● **WORK TO BE COMPLETED**
Please reproduce every one of the following rows exactly as they appear.

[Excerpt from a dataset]
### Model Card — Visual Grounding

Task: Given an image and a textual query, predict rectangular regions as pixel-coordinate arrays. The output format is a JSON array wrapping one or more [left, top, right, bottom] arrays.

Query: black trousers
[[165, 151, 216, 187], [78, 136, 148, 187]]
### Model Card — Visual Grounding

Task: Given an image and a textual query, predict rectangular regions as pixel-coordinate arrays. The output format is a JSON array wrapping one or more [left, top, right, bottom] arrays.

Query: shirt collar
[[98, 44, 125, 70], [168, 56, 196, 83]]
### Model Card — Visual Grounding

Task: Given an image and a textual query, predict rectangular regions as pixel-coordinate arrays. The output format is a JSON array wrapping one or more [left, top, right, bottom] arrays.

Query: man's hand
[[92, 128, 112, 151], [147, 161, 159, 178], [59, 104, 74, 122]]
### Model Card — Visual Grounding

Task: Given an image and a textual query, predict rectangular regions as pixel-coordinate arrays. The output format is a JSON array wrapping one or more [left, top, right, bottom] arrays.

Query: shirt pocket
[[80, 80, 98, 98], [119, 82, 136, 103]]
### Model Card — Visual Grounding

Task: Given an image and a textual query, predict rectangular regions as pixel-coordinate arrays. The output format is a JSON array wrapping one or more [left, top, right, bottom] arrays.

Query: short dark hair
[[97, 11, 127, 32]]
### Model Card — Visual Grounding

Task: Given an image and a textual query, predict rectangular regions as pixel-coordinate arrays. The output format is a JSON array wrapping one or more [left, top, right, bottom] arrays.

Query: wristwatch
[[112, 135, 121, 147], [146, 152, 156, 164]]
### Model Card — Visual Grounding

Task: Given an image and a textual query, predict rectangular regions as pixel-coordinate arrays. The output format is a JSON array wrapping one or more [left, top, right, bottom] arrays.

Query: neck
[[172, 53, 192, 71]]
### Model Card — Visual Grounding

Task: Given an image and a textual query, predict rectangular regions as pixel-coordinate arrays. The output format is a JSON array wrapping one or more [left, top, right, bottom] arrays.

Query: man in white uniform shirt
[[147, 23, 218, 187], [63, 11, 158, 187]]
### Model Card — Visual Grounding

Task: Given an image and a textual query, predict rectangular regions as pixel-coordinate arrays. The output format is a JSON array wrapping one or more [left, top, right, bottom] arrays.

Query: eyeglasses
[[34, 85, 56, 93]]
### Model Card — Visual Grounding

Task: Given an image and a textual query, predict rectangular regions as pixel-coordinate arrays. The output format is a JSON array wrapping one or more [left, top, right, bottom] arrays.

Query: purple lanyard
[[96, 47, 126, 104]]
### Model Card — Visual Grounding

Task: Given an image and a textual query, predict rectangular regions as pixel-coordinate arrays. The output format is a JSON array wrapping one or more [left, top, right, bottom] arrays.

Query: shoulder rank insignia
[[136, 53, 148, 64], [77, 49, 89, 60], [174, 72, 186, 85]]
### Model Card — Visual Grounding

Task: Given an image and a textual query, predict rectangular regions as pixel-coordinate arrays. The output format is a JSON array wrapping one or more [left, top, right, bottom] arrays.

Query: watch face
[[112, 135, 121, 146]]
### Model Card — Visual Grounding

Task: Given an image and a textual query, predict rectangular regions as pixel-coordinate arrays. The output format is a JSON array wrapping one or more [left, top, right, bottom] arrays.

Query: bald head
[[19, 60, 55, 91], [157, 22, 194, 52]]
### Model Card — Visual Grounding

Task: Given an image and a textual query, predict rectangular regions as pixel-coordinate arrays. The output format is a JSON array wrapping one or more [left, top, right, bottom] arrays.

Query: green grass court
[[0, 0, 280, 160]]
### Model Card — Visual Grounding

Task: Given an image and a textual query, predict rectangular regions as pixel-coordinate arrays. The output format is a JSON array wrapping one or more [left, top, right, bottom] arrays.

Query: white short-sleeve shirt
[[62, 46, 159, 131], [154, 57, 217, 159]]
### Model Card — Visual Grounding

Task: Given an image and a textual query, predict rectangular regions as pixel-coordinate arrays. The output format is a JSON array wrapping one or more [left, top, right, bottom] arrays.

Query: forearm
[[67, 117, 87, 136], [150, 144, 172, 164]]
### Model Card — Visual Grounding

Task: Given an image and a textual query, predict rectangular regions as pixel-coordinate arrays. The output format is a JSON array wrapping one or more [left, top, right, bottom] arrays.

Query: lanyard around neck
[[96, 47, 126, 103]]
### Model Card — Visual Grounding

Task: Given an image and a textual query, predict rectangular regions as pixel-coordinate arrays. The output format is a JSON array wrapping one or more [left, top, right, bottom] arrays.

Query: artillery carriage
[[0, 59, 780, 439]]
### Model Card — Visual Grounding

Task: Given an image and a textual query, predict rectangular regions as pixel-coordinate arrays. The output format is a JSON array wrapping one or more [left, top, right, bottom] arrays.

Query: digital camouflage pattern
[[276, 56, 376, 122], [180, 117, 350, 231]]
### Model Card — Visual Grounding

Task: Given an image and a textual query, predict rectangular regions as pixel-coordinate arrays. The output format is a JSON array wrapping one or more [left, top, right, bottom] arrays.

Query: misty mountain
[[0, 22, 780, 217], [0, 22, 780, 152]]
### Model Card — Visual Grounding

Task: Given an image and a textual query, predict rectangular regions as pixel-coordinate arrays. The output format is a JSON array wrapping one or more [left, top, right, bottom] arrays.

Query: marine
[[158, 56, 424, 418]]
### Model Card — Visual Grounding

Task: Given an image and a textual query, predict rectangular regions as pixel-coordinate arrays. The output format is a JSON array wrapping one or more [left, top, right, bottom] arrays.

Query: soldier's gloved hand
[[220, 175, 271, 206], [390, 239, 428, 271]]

● **EXERCISE RESPONSE**
### Model Card — Visual Grounding

Task: Given an image and a textual query, predict rectangular regions as pixel-coordinate arrays. The output format is a JSON array wrapping one or more [left, top, right, bottom] arrays.

Query: black trousers
[[165, 151, 216, 187], [78, 136, 148, 187]]
### Model Card — Visual Grounding

Task: Given an image and a textual query, predict rectangular regions as pixel-coordinate arrays. The output format is a JSON array wrapping one or more [left, top, right, bottom] arrays.

Query: shirt collar
[[98, 44, 125, 70], [168, 56, 196, 83]]
### Model Card — Visual Grounding

Task: Given an image and a textual query, predict rectangular regions as pixel-coordinate arrays. The output format is a JSON array wrapping one or more [left, top, right, bottom] arrays.

Query: man's hand
[[92, 128, 112, 151], [147, 161, 159, 178], [59, 104, 74, 122]]
### Model Card — Visual Grounding

Task: Given an image and a textual query, predict rectangular regions as pixel-coordinate arrays. The output format is a JSON array wrapping one or more [left, top, right, bottom] arrays.

Query: shirt pocket
[[80, 80, 98, 98], [119, 82, 136, 103]]
### Model Card — Visual Grounding

Task: Given an image and a textual query, predict rectangular regions as pixel-coordinate arrays. The output format is a JSON array wrapping one or more [left, top, right, bottom] arrays.

Query: short dark hair
[[97, 11, 127, 32]]
### Model Card — Visual Grounding

Task: Given an image and a textual query, predict rectangular regions as pixel-coordinate arrays. The output format is a JSON array wrapping one or more [left, top, right, bottom] arrays.

Query: wristwatch
[[112, 135, 121, 147], [146, 152, 156, 164]]
### Model Card — Visual Grounding

Task: Given an image and a textual query, predict rectangular regions as pixel-coordinate arrays. The output format is a JSON array wrapping one or more [left, top, right, bottom] arrays.

Query: neck
[[172, 53, 192, 71]]
### Model Card — Visual Grounding

Task: Given an image and a textual query, predict rectangular regions as pixel-coordinate arrays. The output format is a JSON array wrapping one or more [left, top, right, bottom] arrays.

Query: man in white uniform shirt
[[147, 23, 218, 187], [63, 11, 158, 187]]
### Model Card — Visual Grounding

Task: Given an image and a textual query, predict rectangular regions as pixel-coordinate arrays. The output format is a JSON array wrapping one or more [left, top, right, bottom] arrays.

Query: eyeglasses
[[34, 85, 56, 93]]
### Model Card — Visual Grounding

Task: Given an image and a textual query, predict rectangular regions as pixel-coordinate arrays. The output format is a JSON array wrapping one or more [left, top, right, bottom] arrays.

Query: purple lanyard
[[96, 47, 126, 104]]
### Model Card — Visual Grounding

Task: Given an image and a textual query, predict rectangular regions as pixel-coordinate arrays. The output format is a JSON array wrapping one or more [left, top, right, bottom] arrays.

Query: shoulder rank insignia
[[136, 53, 148, 64], [77, 49, 89, 60], [174, 72, 186, 85]]
### Model Card — Visual Grounding

Task: Given an image and a textual query, predict rectangular regions as pixel-coordinate arrays. The output format is a JSON array wrapping one or more [left, top, right, bottom] arrays.

Query: watch face
[[112, 135, 121, 146]]
### Model Card — Visual Grounding

Task: Given an image and a textual query, predict rectangular regions as pixel-coordinate arrays. The output format is a JSON array wrapping one or more [left, top, right, bottom] arrays.

Query: bald head
[[19, 60, 55, 91], [157, 22, 194, 52]]
### Model Card — Visual Grounding

Task: Given an image and a textual query, predict rectangular regions as pixel-coordinate arrays. The output format is a JSON array wrapping one or more [left, top, right, bottom] arrays.

Query: green grass court
[[0, 0, 280, 160]]
### Model Card — Visual Grounding

Task: Given an image and a textual query, predict rectangular regions as pixel-coordinate arrays. The output format is a JSON array wrapping one or more [left, top, right, bottom] arrays.

Query: white short-sleeve shirt
[[62, 46, 159, 131], [154, 57, 217, 159]]
### Model Card — Visual Grounding

Task: Given an image and a textual query, predict rectangular regions as pixel-coordinate arrays. The output format is a JSON array wrapping one or more [left, top, right, bottom] arrays.

Query: forearm
[[67, 117, 87, 136], [150, 144, 172, 164]]
### Model Card — Visual Grounding

Task: Given an image and a textual query, predict rectangular regions as pixel-coordinate arrays. The output format is a JSON array wrapping one or more [left, top, right, bottom] arrays.

Query: lanyard around neck
[[96, 47, 126, 103]]
### Model Card — Visual Grounding

Task: Given an image and a textual query, predict rectangular regions as pixel-coordinate arrays. The output format is a JSON array wrapping one or more [left, top, right, bottom] arrays.

Query: artillery carriage
[[0, 59, 780, 439]]
### Model Card — Visual Grounding

Task: Given an image and a textual query, predict rectangular regions as pixel-coordinate arrays. The output format is a JSON array wrapping one or more [left, top, right, bottom] arrays.

Query: digital camouflage pattern
[[276, 56, 376, 122], [180, 117, 350, 231]]
### Model Card — Visual Grounding

Task: Given an image and a textual query, predict rectangular regions as pixel-coordinate arrays. The output format is a JSON array wrapping one or more [left, top, right, bottom] arrays.

Query: misty mountain
[[0, 22, 780, 217], [0, 22, 780, 152]]
### Model Card — Visual Grounding

Task: Given an image and a textual query, predict rectangular regions as pixel-coordinate arrays. The output format is a JSON array wrapping one or more [left, top, right, bottom] arrays.

Query: marine
[[158, 56, 424, 418]]
### Model Card — Visual Grounding

Task: Given an image and a textual query, predict rectangular regions as pixel-coordinate arrays. The output format is a JSON array wrapping one or more [left, top, right, bottom] arrays.

Query: soldier's gloved hand
[[220, 175, 271, 206], [390, 239, 428, 271]]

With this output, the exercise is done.